[TASK TO COMPLETE]
Send back the records exactly as written, with no images.

Image point grounding data:
******

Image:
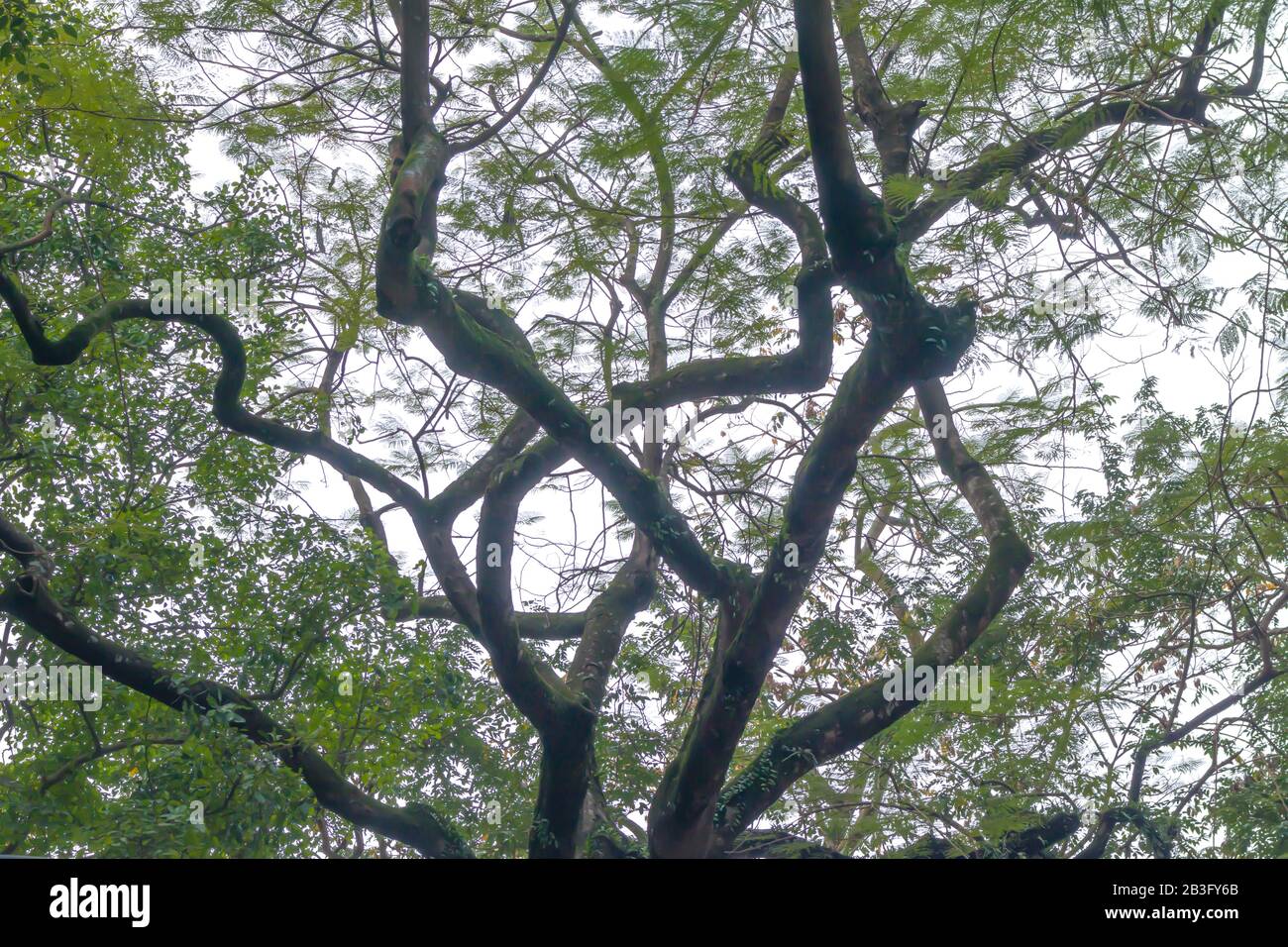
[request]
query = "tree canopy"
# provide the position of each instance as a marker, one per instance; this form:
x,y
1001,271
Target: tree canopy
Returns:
x,y
952,335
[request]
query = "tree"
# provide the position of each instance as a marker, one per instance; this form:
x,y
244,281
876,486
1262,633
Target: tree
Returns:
x,y
695,273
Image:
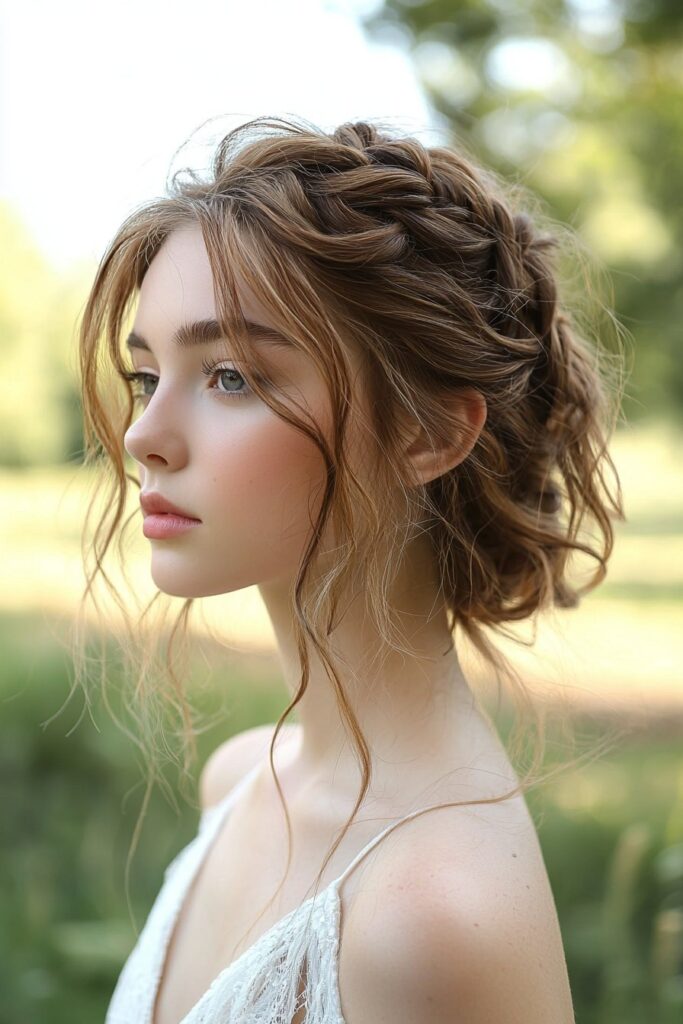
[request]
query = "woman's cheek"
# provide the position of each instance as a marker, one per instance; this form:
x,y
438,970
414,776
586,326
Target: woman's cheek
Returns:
x,y
266,491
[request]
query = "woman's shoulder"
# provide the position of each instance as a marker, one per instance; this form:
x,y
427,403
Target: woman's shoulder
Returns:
x,y
457,912
230,761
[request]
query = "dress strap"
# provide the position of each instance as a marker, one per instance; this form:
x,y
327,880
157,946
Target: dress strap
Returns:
x,y
374,842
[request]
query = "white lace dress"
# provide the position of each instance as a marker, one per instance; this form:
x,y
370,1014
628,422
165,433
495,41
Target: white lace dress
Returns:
x,y
260,986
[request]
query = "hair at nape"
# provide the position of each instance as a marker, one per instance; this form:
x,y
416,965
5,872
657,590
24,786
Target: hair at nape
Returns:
x,y
441,278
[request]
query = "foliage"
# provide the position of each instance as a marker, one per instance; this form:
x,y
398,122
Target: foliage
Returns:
x,y
613,847
583,102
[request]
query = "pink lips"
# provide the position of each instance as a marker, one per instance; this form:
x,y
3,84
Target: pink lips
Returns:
x,y
162,519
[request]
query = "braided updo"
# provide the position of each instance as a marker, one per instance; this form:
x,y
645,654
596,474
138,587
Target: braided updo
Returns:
x,y
439,279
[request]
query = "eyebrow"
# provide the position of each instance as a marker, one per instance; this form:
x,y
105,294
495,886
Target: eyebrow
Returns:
x,y
206,331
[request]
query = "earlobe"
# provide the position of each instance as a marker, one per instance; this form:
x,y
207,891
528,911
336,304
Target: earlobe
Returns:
x,y
463,421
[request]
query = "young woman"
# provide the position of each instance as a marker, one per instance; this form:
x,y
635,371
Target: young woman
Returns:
x,y
357,391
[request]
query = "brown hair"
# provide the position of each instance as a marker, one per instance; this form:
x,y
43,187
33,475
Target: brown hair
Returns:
x,y
437,274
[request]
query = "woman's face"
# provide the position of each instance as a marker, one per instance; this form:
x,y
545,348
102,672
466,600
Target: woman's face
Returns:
x,y
211,446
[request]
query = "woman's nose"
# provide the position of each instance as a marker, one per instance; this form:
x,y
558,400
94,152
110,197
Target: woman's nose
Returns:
x,y
153,438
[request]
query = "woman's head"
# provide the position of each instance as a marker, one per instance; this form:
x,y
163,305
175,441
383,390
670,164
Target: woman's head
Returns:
x,y
206,442
432,384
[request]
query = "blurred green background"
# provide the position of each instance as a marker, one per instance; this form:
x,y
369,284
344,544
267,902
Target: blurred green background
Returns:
x,y
601,142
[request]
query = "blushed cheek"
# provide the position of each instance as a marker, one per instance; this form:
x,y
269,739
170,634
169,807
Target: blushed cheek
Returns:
x,y
266,487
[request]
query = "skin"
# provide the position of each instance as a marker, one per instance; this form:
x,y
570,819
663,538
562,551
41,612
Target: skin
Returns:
x,y
251,478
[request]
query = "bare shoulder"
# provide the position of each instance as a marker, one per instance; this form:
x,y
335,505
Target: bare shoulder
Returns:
x,y
232,759
456,924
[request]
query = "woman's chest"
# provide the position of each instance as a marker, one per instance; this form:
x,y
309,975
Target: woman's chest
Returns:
x,y
229,906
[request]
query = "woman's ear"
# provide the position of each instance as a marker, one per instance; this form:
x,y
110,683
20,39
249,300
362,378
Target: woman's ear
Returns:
x,y
464,417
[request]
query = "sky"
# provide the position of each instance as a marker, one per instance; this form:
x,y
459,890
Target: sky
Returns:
x,y
97,98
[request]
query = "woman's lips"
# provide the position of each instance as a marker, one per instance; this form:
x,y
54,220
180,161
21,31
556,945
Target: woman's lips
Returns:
x,y
159,526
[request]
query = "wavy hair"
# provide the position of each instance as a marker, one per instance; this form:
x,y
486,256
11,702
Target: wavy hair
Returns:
x,y
435,271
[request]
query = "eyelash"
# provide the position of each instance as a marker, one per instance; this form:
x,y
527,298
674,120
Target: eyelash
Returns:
x,y
209,369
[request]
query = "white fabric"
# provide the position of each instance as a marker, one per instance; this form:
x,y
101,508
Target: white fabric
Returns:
x,y
260,986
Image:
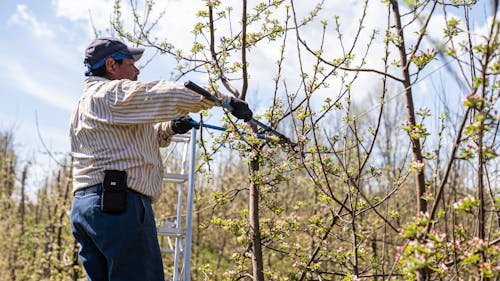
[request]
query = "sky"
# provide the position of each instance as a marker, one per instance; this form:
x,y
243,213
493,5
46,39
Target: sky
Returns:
x,y
42,48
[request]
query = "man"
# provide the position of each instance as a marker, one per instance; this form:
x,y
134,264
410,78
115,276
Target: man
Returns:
x,y
116,130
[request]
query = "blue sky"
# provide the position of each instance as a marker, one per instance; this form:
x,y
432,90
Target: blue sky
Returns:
x,y
41,79
42,52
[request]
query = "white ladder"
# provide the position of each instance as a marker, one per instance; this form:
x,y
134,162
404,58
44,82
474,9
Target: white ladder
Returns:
x,y
177,233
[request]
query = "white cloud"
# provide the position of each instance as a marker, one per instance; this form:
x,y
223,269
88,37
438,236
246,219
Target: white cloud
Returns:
x,y
38,85
25,18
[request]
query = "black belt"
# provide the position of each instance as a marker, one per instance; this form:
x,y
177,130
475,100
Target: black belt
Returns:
x,y
91,189
97,188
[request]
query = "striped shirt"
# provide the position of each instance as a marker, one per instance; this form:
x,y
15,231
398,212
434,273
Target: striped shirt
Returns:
x,y
121,124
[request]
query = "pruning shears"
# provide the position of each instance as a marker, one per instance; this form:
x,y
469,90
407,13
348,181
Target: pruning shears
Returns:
x,y
194,87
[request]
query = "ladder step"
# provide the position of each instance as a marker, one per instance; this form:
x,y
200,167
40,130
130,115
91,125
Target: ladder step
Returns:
x,y
169,231
176,178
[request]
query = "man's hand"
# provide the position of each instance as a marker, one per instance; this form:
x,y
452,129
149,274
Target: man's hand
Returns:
x,y
182,125
240,109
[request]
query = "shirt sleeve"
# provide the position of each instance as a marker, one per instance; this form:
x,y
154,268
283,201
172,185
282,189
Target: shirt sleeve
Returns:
x,y
132,102
164,132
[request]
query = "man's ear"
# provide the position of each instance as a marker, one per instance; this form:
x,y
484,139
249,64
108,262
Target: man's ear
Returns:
x,y
110,65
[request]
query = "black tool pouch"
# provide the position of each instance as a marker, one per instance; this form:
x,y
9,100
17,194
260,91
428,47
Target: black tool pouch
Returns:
x,y
114,191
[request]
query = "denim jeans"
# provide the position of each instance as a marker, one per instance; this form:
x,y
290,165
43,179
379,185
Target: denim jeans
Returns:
x,y
120,246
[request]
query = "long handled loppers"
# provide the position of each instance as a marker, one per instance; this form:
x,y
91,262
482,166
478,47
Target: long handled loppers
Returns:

******

[EXPECTED ANSWER]
Image:
[request]
query = "tree canopy"
# provide the position of each instance as a marker, one per instance; this form:
x,y
1001,271
Target: tree canopy
Returns:
x,y
952,335
[request]
query = "tree"
# provide the position of each instance as a marker, one per instance; this form:
x,y
244,281
876,486
1262,633
Target: tree
Returns:
x,y
695,273
Image:
[request]
query = "woman's cheek"
# provide the position of each instance as a marker, one per instance; this form:
x,y
438,970
414,776
586,326
Target: woman's cheek
Returns:
x,y
266,491
[request]
query = "woman's shoulder"
# provide the position of each instance as a marker, one per instance; this form:
x,y
427,403
Target: woman's shoulder
Returns:
x,y
457,912
230,761
[request]
query = "dress strap"
# provide the position of each instance as a marker, one per instance; this form:
x,y
327,880
157,946
Target: dress strap
Returns:
x,y
374,842
[request]
query = "white lace dress"
# provide the position of each instance as a marker, one per instance; this form:
x,y
370,1014
628,422
165,433
495,41
Target: white lace dress
Returns:
x,y
260,986
[request]
query = "hair at nape"
# provide the position of each instance as a marker, one per instance; this form:
x,y
416,965
5,872
657,590
24,786
Target: hair at nape
Returns:
x,y
441,278
[request]
query = "foliage"
# provide the position of each instance as a marker, one per instance; this form:
x,y
398,122
Target: foliage
Returns:
x,y
613,847
583,102
[request]
query = "pink lips"
# provide the position of each instance as a marker, one per instance; this form:
x,y
3,84
Target: pink lips
Returns:
x,y
162,519
[request]
query = "braided updo"
# provide the position of each instance as a marker, one per instance; this form:
x,y
645,654
596,474
138,587
Target: braided updo
Returns:
x,y
439,279
[request]
query = "eyebrow"
# provide the position of each instance as a marker, one per instance; this form:
x,y
105,294
495,886
Target: eyebrow
Returns:
x,y
206,331
[request]
query = "earlobe"
# provide the position of each instance as a marker, one per instance; this form:
x,y
207,891
528,911
336,304
Target: earlobe
Returns:
x,y
463,421
[request]
query = "young woman"
# provide the position of each instance as a marker, one per instance; this form:
x,y
635,371
Target: young woman
Returns:
x,y
357,391
[request]
query = "brown hair"
# provide the position of each instance as a marker, one per instance; this form:
x,y
43,187
33,475
Target: brown hair
Returns:
x,y
437,274
[request]
query = "woman's face"
# provide the position of each instance as a marker, one per instance; this form:
x,y
545,348
102,672
466,600
Target: woman's face
Returns:
x,y
211,446
[request]
query = "woman's nose"
# provide the position of each instance as a marker, one per instance; this form:
x,y
558,400
94,152
110,197
Target: woman's nose
Returns:
x,y
153,438
[request]
query = "woman's head"
# provide the position of each instance as a marker, one per instance; this form:
x,y
163,305
175,441
383,390
670,164
Target: woman's head
Returns:
x,y
206,442
432,384
[request]
query = "blurred green background"
# provide the position of each instance as a marker, one per instance; this form:
x,y
369,284
344,544
267,902
Target: blurred green background
Returns:
x,y
601,142
[request]
query = "blushed cheek"
# provide the position of each instance as a marker, one per instance; this form:
x,y
269,739
170,634
169,807
Target: blushed cheek
Returns:
x,y
266,487
[request]
query = "skin"
# provide the position of each instance as a marker, one per instance; this form:
x,y
570,819
663,538
562,551
41,612
Target: skin
Returns:
x,y
251,478
[request]
query = "bare shoulder"
# provide the position of each instance as a marker, one per instance; this form:
x,y
335,505
Target: bare shoulder
Returns:
x,y
232,759
456,924
[request]
query = "woman's chest"
# provide the position of each instance as a marker, one per instance; this form:
x,y
309,975
Target: woman's chest
Returns:
x,y
229,906
[request]
query = "woman's ear"
# provide the position of each instance as a marker, one per instance; this form:
x,y
110,683
20,39
249,300
362,378
Target: woman's ear
Returns:
x,y
464,417
[request]
query = "sky"
# provide the position of each instance as a marker, one per instance; this form:
x,y
459,890
Target: sky
Returns:
x,y
97,98
[request]
query = "woman's lips"
# provide the position of each instance as a marker, one per instance; this form:
x,y
54,220
180,161
21,31
556,945
Target: woman's lips
Returns:
x,y
159,526
[request]
query = "wavy hair"
# provide the position of each instance as a marker, one per instance; this form:
x,y
486,256
11,702
Target: wavy hair
Returns:
x,y
435,271
[request]
query = "eyelash"
# provide the position of each instance as a marker, one per instance; this form:
x,y
527,298
674,120
Target: eyelash
Returns:
x,y
209,369
[request]
query = "white fabric"
# provide the position of each instance as a marker, one per instance; this form:
x,y
101,508
Target: white fabric
Returns:
x,y
260,986
Image:
[request]
query = "sky"
# provide the position of each instance as a marker, one per instance; this form:
x,y
243,213
493,5
46,39
Target: sky
Returns:
x,y
42,48
[request]
query = "man"
# provide the position of each instance as a marker, one per instance; this form:
x,y
134,264
410,78
115,276
Target: man
Returns:
x,y
116,130
[request]
query = "blue sky"
# provide the position of each instance as a marker, one per instance; this form:
x,y
432,90
Target: blue sky
Returns:
x,y
41,79
42,52
[request]
query = "white ladder"
# provide the position of each instance as a marker, one per instance; this form:
x,y
134,162
404,58
44,82
474,9
Target: white ladder
Returns:
x,y
177,233
[request]
query = "white cloud"
# provide the position of each instance as a marker, one per instance; this form:
x,y
223,269
88,37
438,236
246,219
Target: white cloud
Returns:
x,y
38,85
25,18
[request]
query = "black belt"
# provide the position of each instance as a marker, one per instance; this form:
x,y
177,130
475,100
Target: black belt
Returns:
x,y
91,189
97,188
[request]
query = "striped shirt"
# provide the position of each instance as a marker, one per instance; this form:
x,y
15,231
398,212
434,273
Target: striped shirt
Returns:
x,y
121,124
[request]
query = "pruning shears"
# provide the position of each instance as a marker, one per instance; this form:
x,y
469,90
407,13
348,181
Target: pruning shears
Returns:
x,y
194,87
[request]
query = "ladder step"
# provide the position of each instance as a marker, one per instance; this form:
x,y
200,167
40,130
130,115
91,125
Target: ladder step
Returns:
x,y
169,231
176,178
[request]
query = "man's hand"
# provide the position of each instance as a marker, one per instance; this form:
x,y
452,129
149,274
Target: man's hand
Returns:
x,y
182,125
240,109
[request]
query = "shirt sleeve"
# provide the position of each instance as a marker, one per instance; this form:
x,y
154,268
283,201
172,185
282,189
Target: shirt sleeve
Returns:
x,y
132,102
164,132
[request]
query = "man's ear"
# provide the position of each instance as a marker, one per instance; this form:
x,y
484,139
249,64
108,262
Target: man's ear
Returns:
x,y
110,65
[request]
query = "black tool pouch"
# provide the position of each instance as a marker, one per instance; this form:
x,y
9,100
17,194
260,91
428,47
Target: black tool pouch
Returns:
x,y
114,191
[request]
query = "denim jeans"
# provide the position of each instance as a marker, one per instance; this form:
x,y
290,165
43,179
379,185
Target: denim jeans
Returns:
x,y
120,246
[request]
query = "long handled loppers"
# provide the position of each instance as a marker, one per instance; this form:
x,y
91,262
482,166
478,47
Target: long handled loppers
Returns:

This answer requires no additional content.